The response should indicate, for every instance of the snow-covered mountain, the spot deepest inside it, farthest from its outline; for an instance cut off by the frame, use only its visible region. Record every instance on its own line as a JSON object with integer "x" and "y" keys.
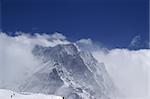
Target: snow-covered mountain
{"x": 68, "y": 72}
{"x": 7, "y": 94}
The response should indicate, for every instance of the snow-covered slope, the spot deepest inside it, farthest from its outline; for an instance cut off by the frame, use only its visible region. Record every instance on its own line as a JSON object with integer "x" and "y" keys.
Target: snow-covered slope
{"x": 7, "y": 94}
{"x": 68, "y": 72}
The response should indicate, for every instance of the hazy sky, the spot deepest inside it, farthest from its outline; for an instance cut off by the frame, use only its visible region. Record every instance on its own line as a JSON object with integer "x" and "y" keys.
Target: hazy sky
{"x": 111, "y": 22}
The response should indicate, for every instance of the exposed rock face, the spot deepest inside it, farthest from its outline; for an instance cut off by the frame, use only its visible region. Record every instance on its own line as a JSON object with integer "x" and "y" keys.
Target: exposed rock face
{"x": 68, "y": 72}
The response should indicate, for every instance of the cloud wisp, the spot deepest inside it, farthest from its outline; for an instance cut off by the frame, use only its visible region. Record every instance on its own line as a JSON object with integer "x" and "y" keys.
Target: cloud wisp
{"x": 128, "y": 68}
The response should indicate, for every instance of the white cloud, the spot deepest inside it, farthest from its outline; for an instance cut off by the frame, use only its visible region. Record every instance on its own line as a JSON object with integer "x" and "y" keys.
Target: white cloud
{"x": 128, "y": 69}
{"x": 16, "y": 58}
{"x": 85, "y": 41}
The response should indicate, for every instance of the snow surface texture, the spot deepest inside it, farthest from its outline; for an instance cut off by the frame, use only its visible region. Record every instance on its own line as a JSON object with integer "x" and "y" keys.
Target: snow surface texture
{"x": 7, "y": 94}
{"x": 69, "y": 73}
{"x": 20, "y": 68}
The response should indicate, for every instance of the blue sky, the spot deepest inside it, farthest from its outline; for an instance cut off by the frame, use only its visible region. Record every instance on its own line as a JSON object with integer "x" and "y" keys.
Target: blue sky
{"x": 112, "y": 22}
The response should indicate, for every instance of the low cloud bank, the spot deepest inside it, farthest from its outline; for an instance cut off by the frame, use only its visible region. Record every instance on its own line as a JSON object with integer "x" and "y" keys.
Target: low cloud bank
{"x": 129, "y": 69}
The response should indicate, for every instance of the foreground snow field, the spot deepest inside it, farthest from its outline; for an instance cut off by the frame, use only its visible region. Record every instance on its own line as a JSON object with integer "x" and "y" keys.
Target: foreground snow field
{"x": 7, "y": 94}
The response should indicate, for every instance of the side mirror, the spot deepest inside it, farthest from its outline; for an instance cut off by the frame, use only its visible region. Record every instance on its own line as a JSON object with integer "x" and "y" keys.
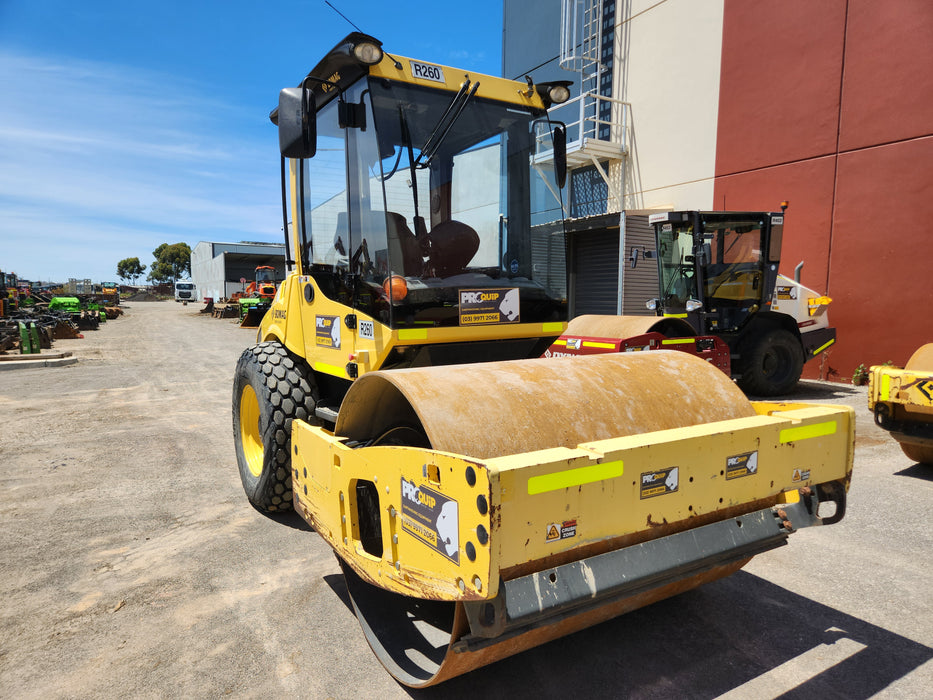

(STATED EXERCISE)
Pull out each line of the data above that contains the word "covered".

(PROBLEM SOLUTION)
The response should indicate, for every instance of the snow-covered mountain, the spot deepest inside it, farthest from its outline; for an instance cut off by the frame, use only its visible region. Record every instance on its own line as a JSON object with integer "x" and "y" keys.
Target: snow-covered mountain
The response should indicate, for every instance of the snow-covered slope, the spot deepest inside it, farthest from its outline; for an instance cut off by the frame, use only its visible region. Record every instance on its own line as a JSON object with integer "x" and "y" keys.
Target: snow-covered slope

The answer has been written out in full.